Instructions to follow
Please repeat every entry exactly as given, apart from dropping the images.

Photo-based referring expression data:

'''

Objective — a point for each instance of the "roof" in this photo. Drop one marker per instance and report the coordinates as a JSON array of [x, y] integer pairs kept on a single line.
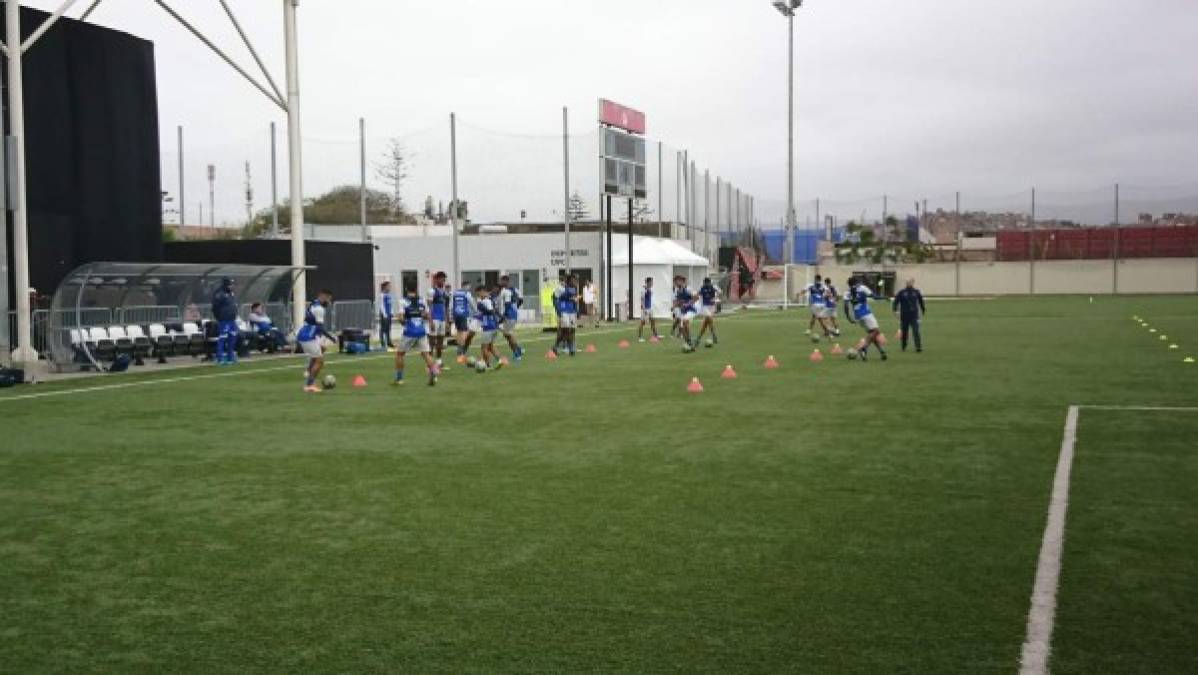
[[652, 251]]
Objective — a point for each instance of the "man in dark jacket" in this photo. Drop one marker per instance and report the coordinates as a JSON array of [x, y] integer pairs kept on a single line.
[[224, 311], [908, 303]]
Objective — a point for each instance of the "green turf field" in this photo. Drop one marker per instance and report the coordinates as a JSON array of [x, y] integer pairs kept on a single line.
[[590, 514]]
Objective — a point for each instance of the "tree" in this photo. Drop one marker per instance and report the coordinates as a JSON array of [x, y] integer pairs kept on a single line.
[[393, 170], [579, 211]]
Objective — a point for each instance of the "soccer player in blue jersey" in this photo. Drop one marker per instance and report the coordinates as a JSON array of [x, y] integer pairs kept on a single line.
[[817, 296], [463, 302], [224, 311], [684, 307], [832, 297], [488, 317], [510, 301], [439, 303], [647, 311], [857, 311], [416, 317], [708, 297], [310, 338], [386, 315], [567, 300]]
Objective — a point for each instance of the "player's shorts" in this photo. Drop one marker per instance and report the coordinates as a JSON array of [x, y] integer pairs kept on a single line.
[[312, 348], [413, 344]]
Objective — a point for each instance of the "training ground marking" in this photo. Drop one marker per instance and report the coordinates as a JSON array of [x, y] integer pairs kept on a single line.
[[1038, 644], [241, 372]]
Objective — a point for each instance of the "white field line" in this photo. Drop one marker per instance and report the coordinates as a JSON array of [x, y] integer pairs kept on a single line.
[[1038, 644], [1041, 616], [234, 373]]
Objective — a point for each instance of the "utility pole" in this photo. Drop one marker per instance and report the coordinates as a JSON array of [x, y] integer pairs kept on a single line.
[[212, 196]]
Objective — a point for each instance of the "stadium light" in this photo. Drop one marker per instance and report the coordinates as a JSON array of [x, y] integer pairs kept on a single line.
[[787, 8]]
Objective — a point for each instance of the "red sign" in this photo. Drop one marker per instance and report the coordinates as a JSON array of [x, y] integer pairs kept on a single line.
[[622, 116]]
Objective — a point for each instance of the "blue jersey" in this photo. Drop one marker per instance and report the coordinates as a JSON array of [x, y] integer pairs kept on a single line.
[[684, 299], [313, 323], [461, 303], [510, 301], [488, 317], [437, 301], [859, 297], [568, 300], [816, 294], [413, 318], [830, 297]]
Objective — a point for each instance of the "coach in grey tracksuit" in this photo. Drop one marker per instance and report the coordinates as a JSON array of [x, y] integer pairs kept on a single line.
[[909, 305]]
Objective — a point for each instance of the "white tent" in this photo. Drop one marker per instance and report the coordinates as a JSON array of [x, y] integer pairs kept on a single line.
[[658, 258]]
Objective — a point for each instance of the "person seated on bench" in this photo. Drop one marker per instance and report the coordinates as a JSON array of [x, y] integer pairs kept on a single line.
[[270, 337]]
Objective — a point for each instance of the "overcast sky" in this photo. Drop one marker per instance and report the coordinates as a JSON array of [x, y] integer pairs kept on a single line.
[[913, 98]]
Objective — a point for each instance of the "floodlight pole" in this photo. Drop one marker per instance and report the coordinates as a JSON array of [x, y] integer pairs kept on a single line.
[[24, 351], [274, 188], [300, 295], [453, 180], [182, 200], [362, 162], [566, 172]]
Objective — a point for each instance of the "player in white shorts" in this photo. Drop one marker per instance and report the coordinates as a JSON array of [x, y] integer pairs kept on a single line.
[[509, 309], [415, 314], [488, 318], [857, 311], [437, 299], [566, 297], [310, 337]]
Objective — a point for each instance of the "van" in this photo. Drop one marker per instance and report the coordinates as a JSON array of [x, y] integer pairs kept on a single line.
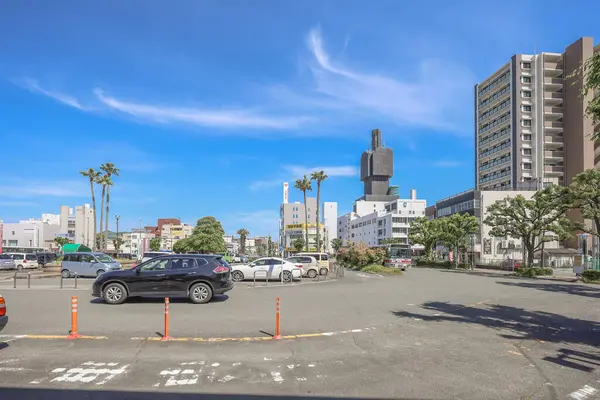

'''

Answer to the problem
Objective — a point for each instance of the "roof" in this photo. Drop one marker per instance and report the coordinates as a JSON array of [x, y] integer pairs kept on a single line.
[[652, 251]]
Objective — a point for each instance of the "man in dark jacket" in this photo. Drop one marker per instance and report the coordinates as a JSON array of [x, y] integer pairs kept on a single line.
[[224, 311], [908, 303]]
Objective — a point for each instance of the "green turf field" in this photo. Drop one marker per instance and report the coordinates as a JSON array of [x, y] integer pairs kept on a single line.
[[590, 514]]
Objective — a point for each instance of the "tree" in this photo. Drop one marker per instance and report the coordinates as a JSON array of [x, y] integer pairs kept on a single line.
[[393, 170], [579, 211]]
Objective — a point for each instance of the "soccer player in blue jersey" in this photo. Drop one marker per instance and report the coordinates as a JSON array of [x, y] integer pairs kept on a single line.
[[817, 296], [463, 302], [224, 311], [684, 307], [832, 297], [488, 317], [510, 301], [439, 303], [647, 311], [857, 311], [416, 317], [708, 297], [310, 338], [386, 315], [567, 300]]
Objective — a point for each instance of the "player's shorts" in this photo. Drop one marker per instance and report the coordinates as a JSON array of [x, y] integer pairs kept on a single line.
[[312, 348], [413, 344]]
Objective — a point for each instance of the "training ground marking" in this photo. Drop one marker per instance and report the coordinates as a JSON array of [x, y] integer pairs kept on a single line.
[[1038, 644], [241, 372]]
Objective — a point for each instance of the "white field line" in this photo. Drop one marker per instance and report the coordinates as a JSON array of [x, y] integer pairs kept on a single line.
[[1038, 644], [1041, 616], [234, 373]]
Objective — a point for each instance of the "utility pole" in this photo. Drop one marker per instance and report the coordinates as a JSON array of [x, y] integer pairs kept on a single line.
[[212, 196]]
Objective — a point for each instance of the "stadium light" in this photo. Drop one marker per instance and report the coordinates as a JSON array of [x, y] integer pairs kept on a single line.
[[787, 8]]
Objective — a point for each instance of the "red sign" in this photo. Drop one marker per instance and report the coordinates as a JSON array of [x, y] integer pairs kept on a single line.
[[622, 116]]
Objective — a point for each instance of the "blue jersey" in this photo. Drop one marker per instance and report the coordinates as a JSON array of [x, y] integer pairs kept on a single line.
[[684, 299], [313, 323], [461, 303], [510, 301], [488, 317], [437, 301], [859, 297], [568, 300], [816, 294], [413, 318], [830, 297]]
Objective — a point for each instance of the "coach in grey tracksuit" in this photo. Drop one marker per instance and report the coordinates as a JSON array of [x, y] integer pairs kept on a single line.
[[909, 305]]
Objective — a point for each instance of the "white tent" in this photo. Drop one marker per instance and report the coordinates as a JSON array of [x, y] integer pairs kept on a single line.
[[658, 258]]
Objective — a point for each instance of the "person seated on bench" in this photo. Drop one marker per instance and report the coordinates as a JSON array of [x, y] integer pairs kept on a single line.
[[270, 337]]
Objective — a point for each instance of the "overcast sky" in this photo. Drop one marker per instance and report the coordinates as a JSON array of [x, y] integer pairs kept on a single line.
[[913, 98]]
Objective — a point for each instance of the "floodlight pole" in this photo. Drop one marker per instance and report the coordinates as a JSON array of [x, y] integer pairs kept on a single line.
[[24, 351], [274, 188], [300, 295], [453, 180], [182, 200], [362, 162], [566, 172]]
Objective — a point for each instance of the "player in white shorts" in this photo. Drop one marker per instance and report the coordinates as a JSON array of [x, y] integer pairs kept on a single line.
[[509, 309], [415, 314], [488, 318], [857, 311], [437, 299], [566, 297], [310, 337]]
Objective — a point for each instance of the "van" in this photo. Drop one marker per instance and report the coordinates as a JSON array of [x, y] integer pairs kept on a single line.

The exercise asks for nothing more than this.